#### [TEXT EXCERPT]
---

TABLE I Sixty-five Combinations of the Top and Bottom Offset Directions per Computer Run

Step	Top Direction	Bottom Direction
1	Center	Center
2 to 9	E	E, NE, N, NW, W, SW, S, SE
10 to 17	NE	E, NE, N, NW, W, SW, S, SE
18 to 25	N	E, NE, N, NW, W, SW, S, SE
26 to 33	NW	E, NE, N, NW, W, SW, S, SE
34 to 41	W	E, NE, N, NW, W, SW, S, SE
42 to 49	SW	E, NE, N, NW, W, SW, S, SE
50 to 57	S	E, NE, N, NW, W, SW, S, SE
58 to 65	SE	E, NE, N, NW, W, SW, S, SE

TABLE II Results for Each of the 16 Offset Distances, the Best-Fit Direction, and the Minimum RMSE for March 3, 2018*

March 3, 2018 — All 17 TCs Remained: Distances/Directions/Minimum RMSE (°C)
t1b1/tNWbNW/59.0	t1b2/tWbNW/54.1	t1b3/tWbNW/50.8	t1b3.5/tWbNW/50.1
t2b1/tNWbNW/53.6	t2b2/tWbN/47.9	t2b3/tWbN/44.7	t2b3.5/tWbN/44.4
t3b1/tWbN/55.3	t3b2/tWbN/49.9	t3b3/tWbN/47.1	t3b3.5/tWbN/46.8
t3.5b1/tNWbN/59.0	t3.5b2/tWbN/54.4	t3.5b3/tWbN/52.0	t3.5b3.5/tWbN/51.8

*The best-fit option is in italics.

---

#### [DATA RECORDS]
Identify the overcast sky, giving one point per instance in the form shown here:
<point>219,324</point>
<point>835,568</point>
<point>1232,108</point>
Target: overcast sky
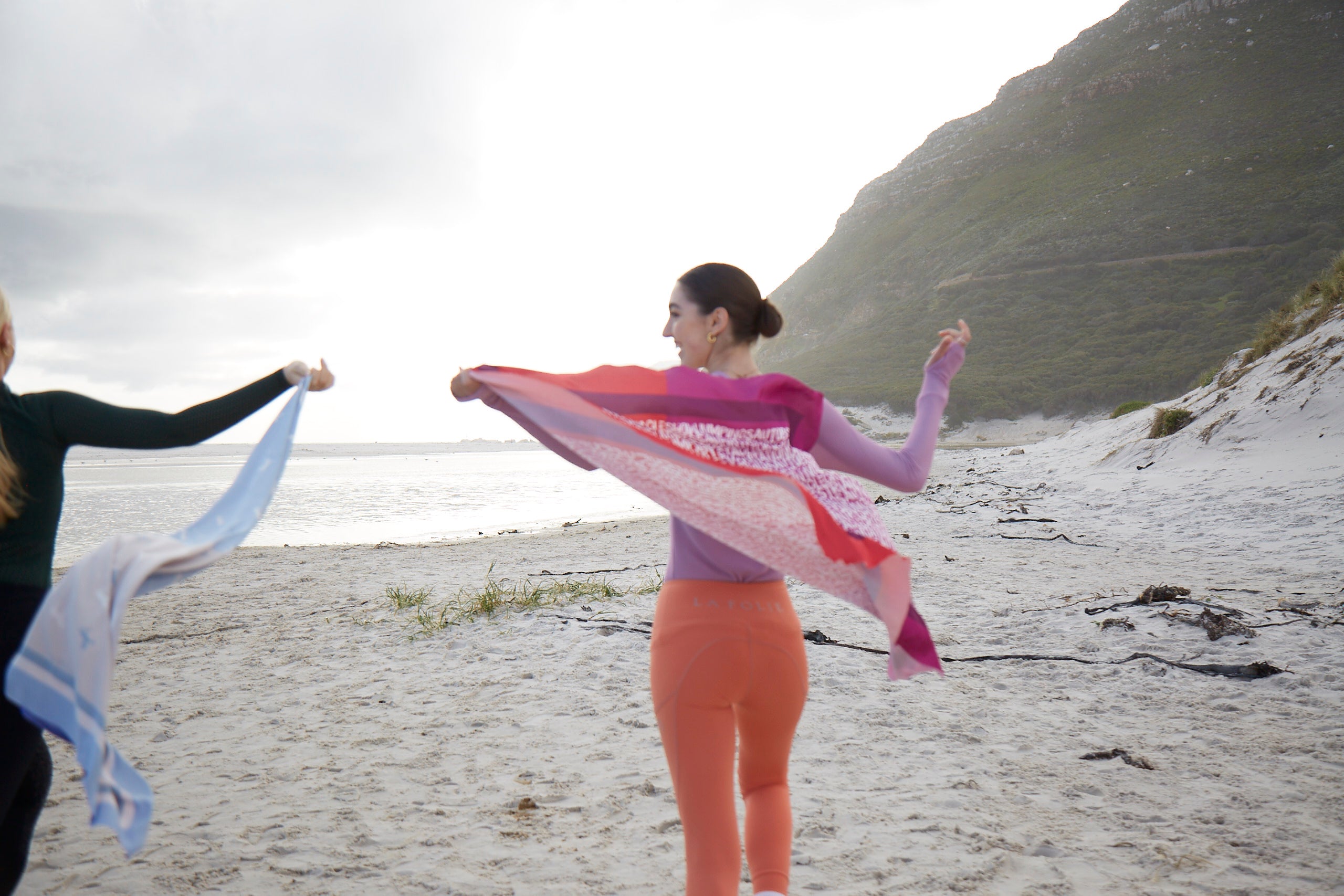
<point>194,194</point>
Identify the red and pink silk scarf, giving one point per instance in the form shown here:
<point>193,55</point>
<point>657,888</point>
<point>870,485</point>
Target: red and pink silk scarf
<point>730,458</point>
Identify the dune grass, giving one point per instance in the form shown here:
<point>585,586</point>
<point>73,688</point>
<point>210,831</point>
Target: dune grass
<point>496,596</point>
<point>405,598</point>
<point>1303,313</point>
<point>1129,407</point>
<point>1170,421</point>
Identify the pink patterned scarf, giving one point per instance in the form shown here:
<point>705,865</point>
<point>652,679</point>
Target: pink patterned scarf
<point>730,458</point>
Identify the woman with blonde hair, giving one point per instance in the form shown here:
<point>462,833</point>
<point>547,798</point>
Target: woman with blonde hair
<point>753,468</point>
<point>37,429</point>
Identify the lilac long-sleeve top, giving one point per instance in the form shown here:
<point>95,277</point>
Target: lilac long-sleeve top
<point>839,446</point>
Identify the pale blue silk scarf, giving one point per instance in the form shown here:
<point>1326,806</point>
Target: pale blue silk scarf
<point>62,675</point>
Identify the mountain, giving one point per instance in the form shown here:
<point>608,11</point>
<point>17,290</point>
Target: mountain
<point>1112,226</point>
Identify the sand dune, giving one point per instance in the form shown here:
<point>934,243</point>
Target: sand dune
<point>299,742</point>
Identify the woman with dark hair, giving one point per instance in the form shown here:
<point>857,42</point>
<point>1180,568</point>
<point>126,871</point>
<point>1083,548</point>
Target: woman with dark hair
<point>752,467</point>
<point>37,430</point>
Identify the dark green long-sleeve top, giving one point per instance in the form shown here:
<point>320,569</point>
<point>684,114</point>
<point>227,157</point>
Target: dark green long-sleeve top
<point>39,428</point>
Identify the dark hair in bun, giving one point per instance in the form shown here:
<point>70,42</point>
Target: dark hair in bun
<point>725,287</point>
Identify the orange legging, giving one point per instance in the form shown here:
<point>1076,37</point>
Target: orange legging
<point>728,659</point>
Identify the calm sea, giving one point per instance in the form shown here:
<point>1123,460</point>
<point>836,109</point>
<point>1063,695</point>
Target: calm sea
<point>342,493</point>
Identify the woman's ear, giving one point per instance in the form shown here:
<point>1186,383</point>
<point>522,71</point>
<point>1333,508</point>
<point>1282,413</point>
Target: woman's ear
<point>719,323</point>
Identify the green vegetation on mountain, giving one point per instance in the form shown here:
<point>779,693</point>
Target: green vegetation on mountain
<point>1116,224</point>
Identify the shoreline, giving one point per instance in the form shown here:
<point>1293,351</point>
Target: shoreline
<point>301,738</point>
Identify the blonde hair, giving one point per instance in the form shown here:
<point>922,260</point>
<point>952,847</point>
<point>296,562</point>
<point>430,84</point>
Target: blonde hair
<point>11,492</point>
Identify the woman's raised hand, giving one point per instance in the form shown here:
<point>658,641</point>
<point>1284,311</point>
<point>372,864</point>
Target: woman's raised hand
<point>323,378</point>
<point>947,338</point>
<point>464,385</point>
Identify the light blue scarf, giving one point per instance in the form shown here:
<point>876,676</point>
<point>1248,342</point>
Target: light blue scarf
<point>62,673</point>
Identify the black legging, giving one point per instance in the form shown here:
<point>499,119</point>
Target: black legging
<point>25,762</point>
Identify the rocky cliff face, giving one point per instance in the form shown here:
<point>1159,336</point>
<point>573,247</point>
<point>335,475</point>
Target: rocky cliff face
<point>1112,225</point>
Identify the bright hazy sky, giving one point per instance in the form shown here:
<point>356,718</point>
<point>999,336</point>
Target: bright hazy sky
<point>194,194</point>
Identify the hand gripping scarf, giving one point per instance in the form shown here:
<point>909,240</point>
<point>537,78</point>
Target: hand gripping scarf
<point>62,675</point>
<point>730,458</point>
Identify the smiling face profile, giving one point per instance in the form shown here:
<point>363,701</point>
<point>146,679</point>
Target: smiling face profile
<point>690,328</point>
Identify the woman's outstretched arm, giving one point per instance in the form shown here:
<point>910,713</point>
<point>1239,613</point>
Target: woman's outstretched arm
<point>78,419</point>
<point>841,446</point>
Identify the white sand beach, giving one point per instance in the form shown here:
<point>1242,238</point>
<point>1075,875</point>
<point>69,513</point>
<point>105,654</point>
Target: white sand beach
<point>299,741</point>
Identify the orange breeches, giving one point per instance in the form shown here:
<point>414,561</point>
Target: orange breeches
<point>728,666</point>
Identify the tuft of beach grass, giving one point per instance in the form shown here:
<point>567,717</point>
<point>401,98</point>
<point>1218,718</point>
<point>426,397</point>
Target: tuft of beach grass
<point>496,596</point>
<point>405,598</point>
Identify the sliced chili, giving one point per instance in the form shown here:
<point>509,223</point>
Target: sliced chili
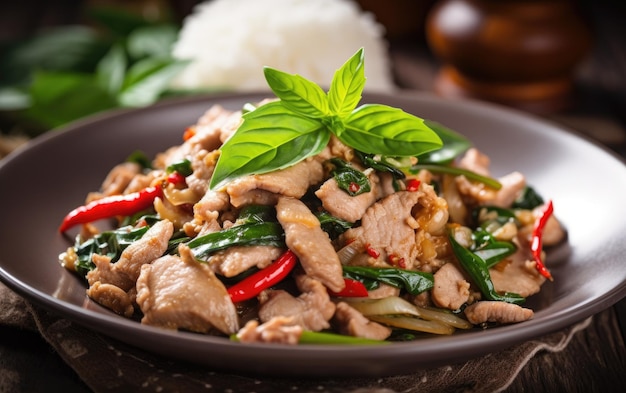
<point>536,243</point>
<point>176,178</point>
<point>412,185</point>
<point>111,206</point>
<point>252,285</point>
<point>353,288</point>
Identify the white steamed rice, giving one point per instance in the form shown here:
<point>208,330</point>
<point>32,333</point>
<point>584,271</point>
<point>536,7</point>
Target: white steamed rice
<point>230,41</point>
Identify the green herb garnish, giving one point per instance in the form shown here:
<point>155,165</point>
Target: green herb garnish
<point>299,125</point>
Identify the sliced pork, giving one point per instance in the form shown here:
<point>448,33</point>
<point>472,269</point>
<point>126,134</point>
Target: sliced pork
<point>496,312</point>
<point>305,237</point>
<point>312,309</point>
<point>351,322</point>
<point>181,293</point>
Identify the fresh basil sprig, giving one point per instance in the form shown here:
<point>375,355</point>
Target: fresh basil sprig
<point>299,125</point>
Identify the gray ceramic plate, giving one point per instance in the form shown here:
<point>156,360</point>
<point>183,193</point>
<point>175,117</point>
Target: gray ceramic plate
<point>42,182</point>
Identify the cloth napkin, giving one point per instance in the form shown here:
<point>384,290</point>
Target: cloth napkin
<point>107,365</point>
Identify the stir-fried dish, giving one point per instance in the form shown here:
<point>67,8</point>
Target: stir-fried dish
<point>305,218</point>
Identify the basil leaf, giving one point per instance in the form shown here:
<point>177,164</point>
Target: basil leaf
<point>270,138</point>
<point>332,225</point>
<point>117,20</point>
<point>381,129</point>
<point>108,243</point>
<point>256,214</point>
<point>450,170</point>
<point>263,233</point>
<point>13,99</point>
<point>148,79</point>
<point>349,179</point>
<point>140,158</point>
<point>183,167</point>
<point>454,144</point>
<point>478,270</point>
<point>58,98</point>
<point>379,163</point>
<point>111,69</point>
<point>62,49</point>
<point>529,199</point>
<point>415,282</point>
<point>493,253</point>
<point>151,41</point>
<point>347,85</point>
<point>297,93</point>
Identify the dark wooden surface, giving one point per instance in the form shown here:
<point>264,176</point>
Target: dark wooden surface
<point>595,359</point>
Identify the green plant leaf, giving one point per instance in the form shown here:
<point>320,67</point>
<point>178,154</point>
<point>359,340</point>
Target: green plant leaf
<point>67,49</point>
<point>116,20</point>
<point>270,138</point>
<point>13,99</point>
<point>297,93</point>
<point>59,98</point>
<point>347,85</point>
<point>381,129</point>
<point>147,79</point>
<point>151,41</point>
<point>454,144</point>
<point>111,70</point>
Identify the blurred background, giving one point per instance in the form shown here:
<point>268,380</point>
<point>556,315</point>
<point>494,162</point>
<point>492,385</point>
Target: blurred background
<point>61,60</point>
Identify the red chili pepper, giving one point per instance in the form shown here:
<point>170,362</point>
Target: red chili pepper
<point>176,178</point>
<point>189,133</point>
<point>353,288</point>
<point>354,188</point>
<point>371,251</point>
<point>536,243</point>
<point>252,285</point>
<point>111,206</point>
<point>412,185</point>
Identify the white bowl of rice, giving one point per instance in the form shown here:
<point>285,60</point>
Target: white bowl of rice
<point>230,41</point>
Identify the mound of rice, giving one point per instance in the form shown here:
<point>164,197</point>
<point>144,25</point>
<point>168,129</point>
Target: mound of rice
<point>230,41</point>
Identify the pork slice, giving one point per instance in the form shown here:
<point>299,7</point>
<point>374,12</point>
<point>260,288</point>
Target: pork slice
<point>341,205</point>
<point>125,271</point>
<point>119,178</point>
<point>517,274</point>
<point>278,330</point>
<point>450,289</point>
<point>498,312</point>
<point>388,227</point>
<point>151,246</point>
<point>214,127</point>
<point>306,238</point>
<point>293,181</point>
<point>312,309</point>
<point>475,161</point>
<point>113,298</point>
<point>255,197</point>
<point>238,259</point>
<point>351,322</point>
<point>210,205</point>
<point>180,293</point>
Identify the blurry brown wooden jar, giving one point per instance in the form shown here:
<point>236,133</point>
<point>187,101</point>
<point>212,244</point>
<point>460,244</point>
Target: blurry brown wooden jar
<point>521,53</point>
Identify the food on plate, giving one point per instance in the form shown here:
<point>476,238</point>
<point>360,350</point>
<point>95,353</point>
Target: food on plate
<point>306,218</point>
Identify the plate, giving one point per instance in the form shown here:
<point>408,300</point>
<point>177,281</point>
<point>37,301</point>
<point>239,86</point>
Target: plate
<point>53,173</point>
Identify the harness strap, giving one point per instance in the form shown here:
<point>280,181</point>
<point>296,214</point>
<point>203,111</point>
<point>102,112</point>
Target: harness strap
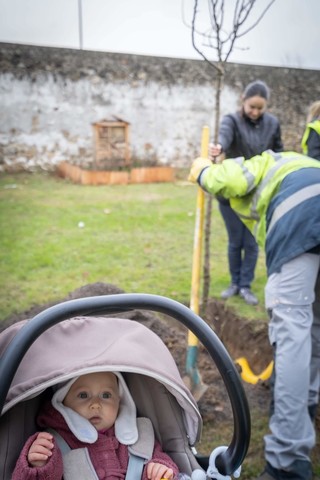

---

#### [SET PROBLEM]
Reproduce verbatim the part of the offset-direction tables above that opens with the words containing "TABLE II Results" and closes with "Distances/Directions/Minimum RMSE (°C)".

#### [RESULT OF THIS TASK]
TABLE II Results for Each of the 16 Offset Distances, the Best-Fit Direction, and the Minimum RMSE for March 3, 2018*

March 3, 2018 — All 17 TCs Remained: Distances/Directions/Minimum RMSE (°C)